### WORKING DATA
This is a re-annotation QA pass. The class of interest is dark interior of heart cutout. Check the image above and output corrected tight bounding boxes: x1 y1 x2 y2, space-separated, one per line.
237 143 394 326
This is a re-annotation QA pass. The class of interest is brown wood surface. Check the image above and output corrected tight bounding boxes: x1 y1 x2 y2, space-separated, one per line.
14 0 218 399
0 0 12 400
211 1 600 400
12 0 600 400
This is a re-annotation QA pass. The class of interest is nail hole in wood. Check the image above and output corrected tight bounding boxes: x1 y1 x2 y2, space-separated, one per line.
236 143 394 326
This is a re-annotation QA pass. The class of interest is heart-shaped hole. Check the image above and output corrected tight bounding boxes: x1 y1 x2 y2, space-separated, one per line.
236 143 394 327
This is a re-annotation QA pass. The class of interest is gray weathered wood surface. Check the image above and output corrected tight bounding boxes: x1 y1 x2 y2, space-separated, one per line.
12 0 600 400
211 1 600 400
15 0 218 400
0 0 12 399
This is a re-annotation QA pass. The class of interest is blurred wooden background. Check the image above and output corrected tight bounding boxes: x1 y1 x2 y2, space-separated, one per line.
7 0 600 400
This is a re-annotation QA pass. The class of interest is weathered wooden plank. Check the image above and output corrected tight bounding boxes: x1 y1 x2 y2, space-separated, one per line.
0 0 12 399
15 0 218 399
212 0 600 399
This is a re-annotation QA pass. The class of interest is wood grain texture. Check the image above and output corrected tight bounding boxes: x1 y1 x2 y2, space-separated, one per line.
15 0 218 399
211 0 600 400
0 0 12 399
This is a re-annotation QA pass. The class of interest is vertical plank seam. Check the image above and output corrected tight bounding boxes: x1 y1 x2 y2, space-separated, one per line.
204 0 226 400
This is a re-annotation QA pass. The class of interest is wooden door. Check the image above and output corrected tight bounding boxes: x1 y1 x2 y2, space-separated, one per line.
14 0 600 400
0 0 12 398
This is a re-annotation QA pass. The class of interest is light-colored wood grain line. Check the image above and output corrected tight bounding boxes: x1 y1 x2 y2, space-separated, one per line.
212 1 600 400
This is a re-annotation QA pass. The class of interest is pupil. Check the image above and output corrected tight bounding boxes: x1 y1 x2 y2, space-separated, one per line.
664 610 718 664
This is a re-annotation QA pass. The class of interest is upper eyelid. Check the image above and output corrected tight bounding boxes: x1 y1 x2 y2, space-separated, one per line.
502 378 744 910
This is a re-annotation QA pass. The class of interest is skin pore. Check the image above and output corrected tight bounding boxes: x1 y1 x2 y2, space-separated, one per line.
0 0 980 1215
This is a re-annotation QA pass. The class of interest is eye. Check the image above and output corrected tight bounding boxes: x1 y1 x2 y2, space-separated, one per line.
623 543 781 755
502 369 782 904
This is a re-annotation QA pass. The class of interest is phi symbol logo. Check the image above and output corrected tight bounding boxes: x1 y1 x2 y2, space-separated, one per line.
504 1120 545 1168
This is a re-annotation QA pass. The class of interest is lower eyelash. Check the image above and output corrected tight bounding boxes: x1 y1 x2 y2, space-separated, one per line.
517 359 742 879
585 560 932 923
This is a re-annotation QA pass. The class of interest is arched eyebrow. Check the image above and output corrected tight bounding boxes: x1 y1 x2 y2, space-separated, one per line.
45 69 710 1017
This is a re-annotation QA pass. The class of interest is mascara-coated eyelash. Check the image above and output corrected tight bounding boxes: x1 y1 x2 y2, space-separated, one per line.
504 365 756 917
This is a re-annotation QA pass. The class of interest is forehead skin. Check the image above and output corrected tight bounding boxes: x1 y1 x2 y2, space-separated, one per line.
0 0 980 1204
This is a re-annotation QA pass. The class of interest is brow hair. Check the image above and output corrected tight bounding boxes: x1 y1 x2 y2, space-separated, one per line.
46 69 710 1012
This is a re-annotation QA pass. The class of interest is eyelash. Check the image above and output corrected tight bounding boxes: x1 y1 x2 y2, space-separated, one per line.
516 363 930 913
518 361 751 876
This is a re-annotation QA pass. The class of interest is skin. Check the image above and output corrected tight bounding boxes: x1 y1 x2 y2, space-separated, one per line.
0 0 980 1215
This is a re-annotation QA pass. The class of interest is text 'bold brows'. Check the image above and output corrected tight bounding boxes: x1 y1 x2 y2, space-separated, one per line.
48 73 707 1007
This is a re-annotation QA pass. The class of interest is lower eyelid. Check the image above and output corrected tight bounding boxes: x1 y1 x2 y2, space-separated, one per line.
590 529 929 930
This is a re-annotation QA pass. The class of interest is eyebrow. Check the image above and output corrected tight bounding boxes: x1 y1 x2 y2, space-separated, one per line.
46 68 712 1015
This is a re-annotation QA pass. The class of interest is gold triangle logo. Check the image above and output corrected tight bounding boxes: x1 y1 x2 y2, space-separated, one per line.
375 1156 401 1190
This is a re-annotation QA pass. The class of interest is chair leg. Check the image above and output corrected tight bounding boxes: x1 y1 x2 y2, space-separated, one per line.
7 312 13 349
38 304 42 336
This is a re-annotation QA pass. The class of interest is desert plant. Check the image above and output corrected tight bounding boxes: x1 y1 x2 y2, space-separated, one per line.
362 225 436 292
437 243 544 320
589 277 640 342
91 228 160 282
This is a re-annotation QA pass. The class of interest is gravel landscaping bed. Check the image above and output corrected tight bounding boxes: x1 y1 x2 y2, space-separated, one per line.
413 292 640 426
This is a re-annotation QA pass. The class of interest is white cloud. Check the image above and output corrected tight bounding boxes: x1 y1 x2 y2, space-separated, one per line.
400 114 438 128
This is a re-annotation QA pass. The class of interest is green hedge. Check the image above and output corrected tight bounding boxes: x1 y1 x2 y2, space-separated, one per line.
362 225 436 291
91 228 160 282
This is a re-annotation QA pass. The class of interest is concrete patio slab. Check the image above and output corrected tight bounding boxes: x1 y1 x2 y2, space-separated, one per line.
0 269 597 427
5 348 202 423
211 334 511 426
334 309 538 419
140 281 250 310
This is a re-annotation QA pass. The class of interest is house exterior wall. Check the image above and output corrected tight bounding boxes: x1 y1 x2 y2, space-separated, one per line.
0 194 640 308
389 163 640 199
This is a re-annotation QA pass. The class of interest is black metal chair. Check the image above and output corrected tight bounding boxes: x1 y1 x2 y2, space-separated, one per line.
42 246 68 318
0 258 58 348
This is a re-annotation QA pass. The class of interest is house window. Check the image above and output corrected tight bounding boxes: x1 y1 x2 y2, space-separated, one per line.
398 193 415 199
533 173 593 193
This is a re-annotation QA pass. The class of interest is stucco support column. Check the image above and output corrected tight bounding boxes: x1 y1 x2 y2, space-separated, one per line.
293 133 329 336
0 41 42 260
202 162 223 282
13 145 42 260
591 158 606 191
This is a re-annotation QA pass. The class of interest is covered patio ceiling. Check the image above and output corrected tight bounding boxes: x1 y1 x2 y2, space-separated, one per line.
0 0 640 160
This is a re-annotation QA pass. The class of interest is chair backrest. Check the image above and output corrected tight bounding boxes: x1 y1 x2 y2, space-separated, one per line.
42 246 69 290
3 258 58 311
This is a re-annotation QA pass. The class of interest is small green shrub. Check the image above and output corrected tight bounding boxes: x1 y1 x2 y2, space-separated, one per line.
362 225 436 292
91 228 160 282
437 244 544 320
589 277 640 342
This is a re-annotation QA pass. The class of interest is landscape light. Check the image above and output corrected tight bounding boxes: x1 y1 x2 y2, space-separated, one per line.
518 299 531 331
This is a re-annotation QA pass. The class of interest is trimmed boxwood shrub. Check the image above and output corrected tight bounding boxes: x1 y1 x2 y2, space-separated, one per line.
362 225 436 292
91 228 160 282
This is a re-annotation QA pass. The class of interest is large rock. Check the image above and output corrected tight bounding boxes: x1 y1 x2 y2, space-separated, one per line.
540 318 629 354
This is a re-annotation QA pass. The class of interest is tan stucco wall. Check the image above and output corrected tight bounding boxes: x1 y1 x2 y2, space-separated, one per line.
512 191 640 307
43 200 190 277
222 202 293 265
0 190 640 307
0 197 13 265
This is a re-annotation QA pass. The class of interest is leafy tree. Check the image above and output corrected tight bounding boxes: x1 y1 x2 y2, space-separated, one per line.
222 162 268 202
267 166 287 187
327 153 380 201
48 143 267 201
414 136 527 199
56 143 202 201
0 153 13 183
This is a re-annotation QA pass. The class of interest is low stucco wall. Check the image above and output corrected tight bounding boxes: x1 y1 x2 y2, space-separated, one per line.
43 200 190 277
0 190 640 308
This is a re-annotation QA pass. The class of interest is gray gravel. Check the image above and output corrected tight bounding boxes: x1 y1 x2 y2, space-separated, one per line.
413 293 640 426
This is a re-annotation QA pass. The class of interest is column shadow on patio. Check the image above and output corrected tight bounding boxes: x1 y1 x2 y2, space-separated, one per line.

### TASK TO CARRY OUT
Pick out every line in the records that contains the word "pupil" and copy each one. Match case exactly.

### TASK ANSWER
This is a re-annotation QA pass. The class of interest is pupil. Check the image above and output corrected tight bounding boxes: x1 y1 x2 y2, space-separated, one per line.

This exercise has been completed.